Work order => Resume the letter below that says goodbye to elaborate home-organization projects, beginning right after its final sentence.

** Opening Excerpt block **

Let me start by saying that you’re gorgeous. I’ve spent many a 3 p.m. slump secretly gazing at you with a yearning I haven’t felt since I tore boys’ faces out of Tiger Beat magazine and taped them to my bedroom walls.
You make me happy, you really do. But it’s a fleeting kind of happiness, laced with dissatisfaction. And it’s time I finally let go.
You see, much like Luke Perry and Rider Strong back in the day, I know that I will never truly be able to have you in real life. And if I keep thinking maybe the stars will align to make it possible, I’m only kidding myself.
I will never be the kind of person who devotes hours each weekend to color coding my spice rack or making DIY shoe bins. When I see empty candle jars, I never once think, “This would be the perfect thing to hold individual toothpicks and/or cotton swabs, if I decoupage it!” I don’t even really know what “decoupage” means. Clearly, I’m not in your league.
I think it’s genius that you’ve realized you can mount magnetic strips on the inside of your medicine cabinet to hold all your bobby pins. But I will never, ever actually do something like that myself, no matter how much I say I want to, and it’s time I admit that — to you, and to myself.
I appreciate what you’re trying to do. I’m all for making my home neater and prettier. But for me, that means doing the laundry regularly enough so that my family doesn’t go naked, not giving my laundry room a make over that makes it look nicer than my master bedroom.

** Closing Excerpt block **
** Opening Recorded data block **

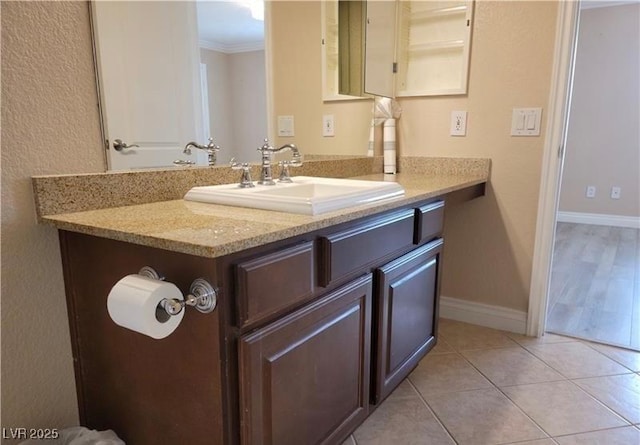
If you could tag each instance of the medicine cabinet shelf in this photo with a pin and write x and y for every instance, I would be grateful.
(410, 48)
(436, 46)
(438, 12)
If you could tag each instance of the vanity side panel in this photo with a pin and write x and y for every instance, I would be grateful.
(148, 391)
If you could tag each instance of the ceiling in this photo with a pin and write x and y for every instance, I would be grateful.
(227, 26)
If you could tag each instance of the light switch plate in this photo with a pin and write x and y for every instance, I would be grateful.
(285, 126)
(328, 127)
(458, 123)
(526, 121)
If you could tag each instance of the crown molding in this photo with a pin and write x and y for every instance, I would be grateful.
(231, 49)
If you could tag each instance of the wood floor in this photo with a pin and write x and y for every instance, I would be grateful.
(595, 284)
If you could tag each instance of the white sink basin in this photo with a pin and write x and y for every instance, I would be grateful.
(306, 195)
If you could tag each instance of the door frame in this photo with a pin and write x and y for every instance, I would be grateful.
(553, 156)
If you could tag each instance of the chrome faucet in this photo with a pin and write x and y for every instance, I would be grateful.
(211, 149)
(266, 172)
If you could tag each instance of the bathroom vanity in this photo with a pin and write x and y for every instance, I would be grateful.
(318, 318)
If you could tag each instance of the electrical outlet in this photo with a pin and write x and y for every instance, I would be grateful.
(615, 192)
(328, 128)
(286, 126)
(458, 123)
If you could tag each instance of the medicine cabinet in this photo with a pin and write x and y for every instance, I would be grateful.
(411, 48)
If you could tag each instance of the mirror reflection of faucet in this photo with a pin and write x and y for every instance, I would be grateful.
(245, 180)
(211, 149)
(266, 171)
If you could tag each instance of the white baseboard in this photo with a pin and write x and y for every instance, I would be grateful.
(598, 219)
(496, 317)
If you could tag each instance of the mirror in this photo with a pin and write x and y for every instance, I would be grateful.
(411, 48)
(183, 71)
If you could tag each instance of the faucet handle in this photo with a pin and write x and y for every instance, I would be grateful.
(245, 179)
(212, 146)
(284, 171)
(266, 146)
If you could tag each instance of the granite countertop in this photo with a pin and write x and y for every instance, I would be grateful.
(211, 230)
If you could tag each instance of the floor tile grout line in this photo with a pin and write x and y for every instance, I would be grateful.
(611, 358)
(593, 396)
(594, 431)
(431, 410)
(508, 398)
(568, 379)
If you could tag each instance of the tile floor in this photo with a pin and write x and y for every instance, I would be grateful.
(481, 386)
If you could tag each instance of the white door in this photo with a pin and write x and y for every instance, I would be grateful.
(149, 79)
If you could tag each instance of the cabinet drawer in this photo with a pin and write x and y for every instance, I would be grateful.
(273, 282)
(347, 252)
(304, 379)
(429, 220)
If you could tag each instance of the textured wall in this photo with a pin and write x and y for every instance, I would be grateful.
(49, 125)
(489, 242)
(489, 247)
(603, 142)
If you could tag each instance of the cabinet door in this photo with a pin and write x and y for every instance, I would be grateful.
(304, 379)
(407, 301)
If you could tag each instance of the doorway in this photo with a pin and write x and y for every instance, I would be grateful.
(594, 290)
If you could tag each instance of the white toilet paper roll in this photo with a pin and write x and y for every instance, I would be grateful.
(132, 304)
(389, 145)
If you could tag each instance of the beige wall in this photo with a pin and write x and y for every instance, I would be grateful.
(49, 125)
(489, 244)
(237, 102)
(219, 95)
(603, 142)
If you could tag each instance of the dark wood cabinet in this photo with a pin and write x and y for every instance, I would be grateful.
(304, 379)
(406, 315)
(309, 335)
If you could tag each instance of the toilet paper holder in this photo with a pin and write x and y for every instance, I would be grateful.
(203, 296)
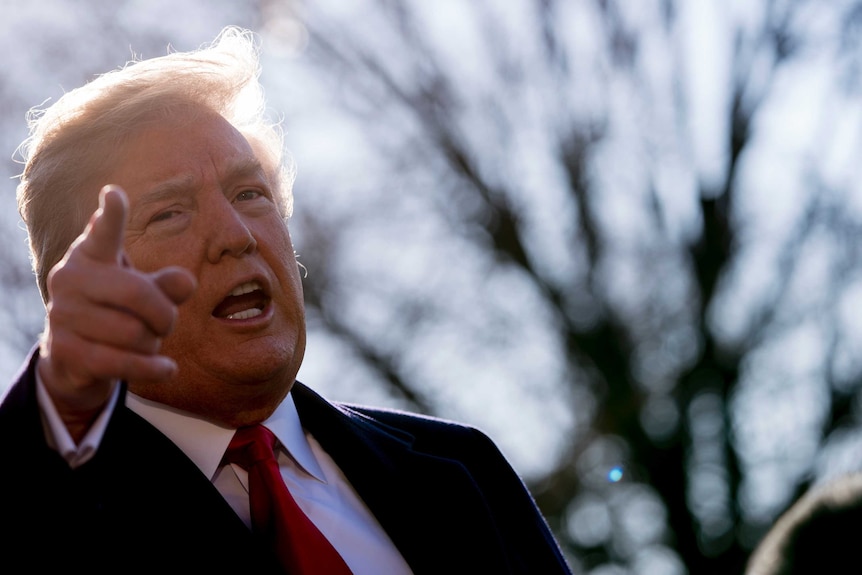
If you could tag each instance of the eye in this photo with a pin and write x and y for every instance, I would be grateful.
(248, 195)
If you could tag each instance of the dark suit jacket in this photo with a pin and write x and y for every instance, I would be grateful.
(442, 491)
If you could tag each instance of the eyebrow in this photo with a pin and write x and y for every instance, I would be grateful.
(241, 168)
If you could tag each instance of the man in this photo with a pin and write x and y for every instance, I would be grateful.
(156, 202)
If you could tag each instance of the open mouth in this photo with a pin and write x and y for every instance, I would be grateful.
(245, 301)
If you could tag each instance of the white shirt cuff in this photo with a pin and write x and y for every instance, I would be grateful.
(58, 436)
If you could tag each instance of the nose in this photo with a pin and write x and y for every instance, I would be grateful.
(228, 233)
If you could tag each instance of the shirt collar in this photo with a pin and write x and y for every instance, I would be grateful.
(205, 442)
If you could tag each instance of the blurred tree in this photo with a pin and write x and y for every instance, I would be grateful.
(623, 236)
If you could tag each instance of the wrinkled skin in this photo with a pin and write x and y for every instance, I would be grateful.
(142, 295)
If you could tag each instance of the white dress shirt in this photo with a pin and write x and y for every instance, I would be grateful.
(317, 484)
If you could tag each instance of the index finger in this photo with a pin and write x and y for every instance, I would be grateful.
(103, 238)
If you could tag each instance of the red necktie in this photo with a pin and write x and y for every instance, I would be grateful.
(275, 516)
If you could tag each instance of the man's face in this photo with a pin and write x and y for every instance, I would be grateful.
(200, 199)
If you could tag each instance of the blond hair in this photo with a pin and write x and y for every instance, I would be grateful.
(73, 142)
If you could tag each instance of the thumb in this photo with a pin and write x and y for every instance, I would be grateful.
(175, 282)
(103, 238)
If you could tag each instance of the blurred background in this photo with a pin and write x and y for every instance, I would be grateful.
(621, 237)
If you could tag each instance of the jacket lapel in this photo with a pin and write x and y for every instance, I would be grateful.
(429, 505)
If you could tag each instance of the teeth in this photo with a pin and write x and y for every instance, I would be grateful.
(253, 312)
(245, 288)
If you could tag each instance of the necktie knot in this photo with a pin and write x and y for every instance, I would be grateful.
(275, 516)
(251, 445)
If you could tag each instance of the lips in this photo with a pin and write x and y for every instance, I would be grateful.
(245, 301)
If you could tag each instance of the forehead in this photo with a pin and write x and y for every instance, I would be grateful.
(182, 142)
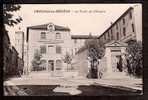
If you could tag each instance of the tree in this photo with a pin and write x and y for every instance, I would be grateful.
(95, 52)
(134, 58)
(67, 59)
(8, 16)
(36, 62)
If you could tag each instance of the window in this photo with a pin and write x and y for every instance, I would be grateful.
(51, 49)
(43, 49)
(43, 35)
(124, 31)
(116, 26)
(58, 36)
(123, 21)
(133, 29)
(111, 34)
(75, 50)
(130, 15)
(58, 64)
(104, 36)
(75, 40)
(58, 49)
(117, 35)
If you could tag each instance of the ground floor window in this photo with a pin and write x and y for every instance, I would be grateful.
(58, 64)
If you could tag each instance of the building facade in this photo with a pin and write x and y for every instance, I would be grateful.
(126, 28)
(52, 41)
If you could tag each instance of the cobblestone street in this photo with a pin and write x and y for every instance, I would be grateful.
(61, 86)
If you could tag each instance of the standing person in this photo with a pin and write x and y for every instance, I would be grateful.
(124, 63)
(119, 64)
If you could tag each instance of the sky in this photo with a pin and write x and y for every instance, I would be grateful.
(82, 19)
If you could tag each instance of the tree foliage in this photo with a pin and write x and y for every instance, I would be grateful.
(134, 58)
(8, 16)
(95, 52)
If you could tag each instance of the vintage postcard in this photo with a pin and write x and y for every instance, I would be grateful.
(72, 49)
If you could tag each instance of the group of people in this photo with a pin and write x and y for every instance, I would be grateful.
(123, 64)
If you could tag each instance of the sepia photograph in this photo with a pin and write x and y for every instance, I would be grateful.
(72, 50)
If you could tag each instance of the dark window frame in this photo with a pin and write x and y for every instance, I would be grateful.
(58, 49)
(43, 35)
(58, 35)
(130, 15)
(43, 49)
(123, 21)
(133, 28)
(124, 31)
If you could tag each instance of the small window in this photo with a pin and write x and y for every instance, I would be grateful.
(130, 15)
(112, 34)
(133, 29)
(43, 35)
(58, 49)
(75, 40)
(124, 31)
(43, 49)
(116, 26)
(123, 21)
(117, 35)
(58, 36)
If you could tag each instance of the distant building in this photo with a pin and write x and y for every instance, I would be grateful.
(126, 28)
(53, 42)
(115, 39)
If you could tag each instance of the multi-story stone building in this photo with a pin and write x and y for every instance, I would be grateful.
(19, 43)
(52, 41)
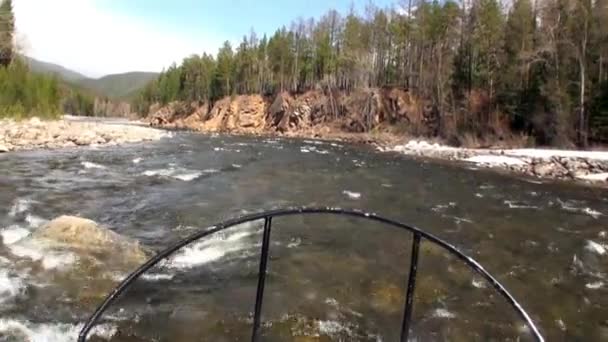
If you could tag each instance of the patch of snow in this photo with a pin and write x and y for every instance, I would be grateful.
(548, 153)
(351, 194)
(421, 145)
(495, 160)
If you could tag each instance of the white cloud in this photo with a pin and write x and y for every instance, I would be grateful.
(84, 36)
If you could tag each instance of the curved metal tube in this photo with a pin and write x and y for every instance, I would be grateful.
(298, 211)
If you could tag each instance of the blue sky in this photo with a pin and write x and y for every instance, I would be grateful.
(231, 19)
(98, 37)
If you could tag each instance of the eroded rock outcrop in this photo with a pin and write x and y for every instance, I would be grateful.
(287, 113)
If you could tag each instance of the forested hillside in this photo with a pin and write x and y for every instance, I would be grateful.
(534, 68)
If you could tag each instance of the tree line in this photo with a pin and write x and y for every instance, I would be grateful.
(24, 93)
(537, 67)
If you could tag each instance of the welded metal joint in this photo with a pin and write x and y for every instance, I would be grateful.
(259, 297)
(411, 286)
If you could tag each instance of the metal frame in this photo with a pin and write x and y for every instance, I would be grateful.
(267, 216)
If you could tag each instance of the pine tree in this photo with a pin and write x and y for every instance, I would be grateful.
(7, 30)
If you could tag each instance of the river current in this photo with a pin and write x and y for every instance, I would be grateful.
(330, 278)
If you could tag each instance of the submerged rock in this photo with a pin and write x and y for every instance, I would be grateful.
(79, 259)
(86, 236)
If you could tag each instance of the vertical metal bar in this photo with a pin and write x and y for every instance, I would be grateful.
(259, 297)
(411, 286)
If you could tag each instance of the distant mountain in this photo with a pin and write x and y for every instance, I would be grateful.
(118, 86)
(50, 68)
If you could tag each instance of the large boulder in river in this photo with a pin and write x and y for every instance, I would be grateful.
(77, 258)
(84, 236)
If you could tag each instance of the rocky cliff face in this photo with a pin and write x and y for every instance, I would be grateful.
(299, 114)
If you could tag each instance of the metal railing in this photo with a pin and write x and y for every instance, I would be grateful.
(267, 216)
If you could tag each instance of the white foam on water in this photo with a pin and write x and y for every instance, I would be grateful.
(10, 286)
(443, 313)
(595, 247)
(20, 206)
(294, 243)
(331, 328)
(588, 211)
(51, 332)
(34, 221)
(594, 177)
(595, 285)
(38, 252)
(157, 276)
(516, 205)
(179, 174)
(91, 165)
(213, 248)
(13, 234)
(493, 160)
(186, 177)
(442, 207)
(352, 194)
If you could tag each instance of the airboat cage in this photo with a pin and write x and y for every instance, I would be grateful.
(267, 216)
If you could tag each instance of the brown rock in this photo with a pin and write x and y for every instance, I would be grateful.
(86, 236)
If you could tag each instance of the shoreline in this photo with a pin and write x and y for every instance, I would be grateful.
(582, 167)
(572, 166)
(71, 131)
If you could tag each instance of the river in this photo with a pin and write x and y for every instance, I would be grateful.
(330, 278)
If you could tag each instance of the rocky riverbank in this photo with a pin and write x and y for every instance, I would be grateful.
(378, 117)
(586, 166)
(68, 132)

** Closing Recorded data block **

Task response =>
Not that there’s anything wrong with that. I just keep finding other things to do with my time, and I hate how you make me feel bad about that.
Your labeled binders and baskets are pretty. But so is the way the light plays on my daughter’s hair in the morning, right before I wake her up from whatever fairy tale she’s dreaming about. When I’m not worrying about how tidy her toy cubbies are, I notice things like that.
I’m totally inspired by the way you thought to flip a stool upside down and turn it into a wrapping-paper station. (Seriously, who does that?) But I’m also inspired by the endless enthusiasm my dog shows every single time I take him for a walk, no matter how gross it is outside. And I only have time to take him because my pantry is, regrettably, a random conglomeration of cans and boxes in no particular order.
Yesterday, I opened my everything drawer to get some batteries and realized I will probably never organize its odds and ends into cute little craft-papered bins. And I’m OK with that. I kind of like the adventure of not really knowing what’s in there or what I’ll find. Life needs a little mess and chaos, don’t you think?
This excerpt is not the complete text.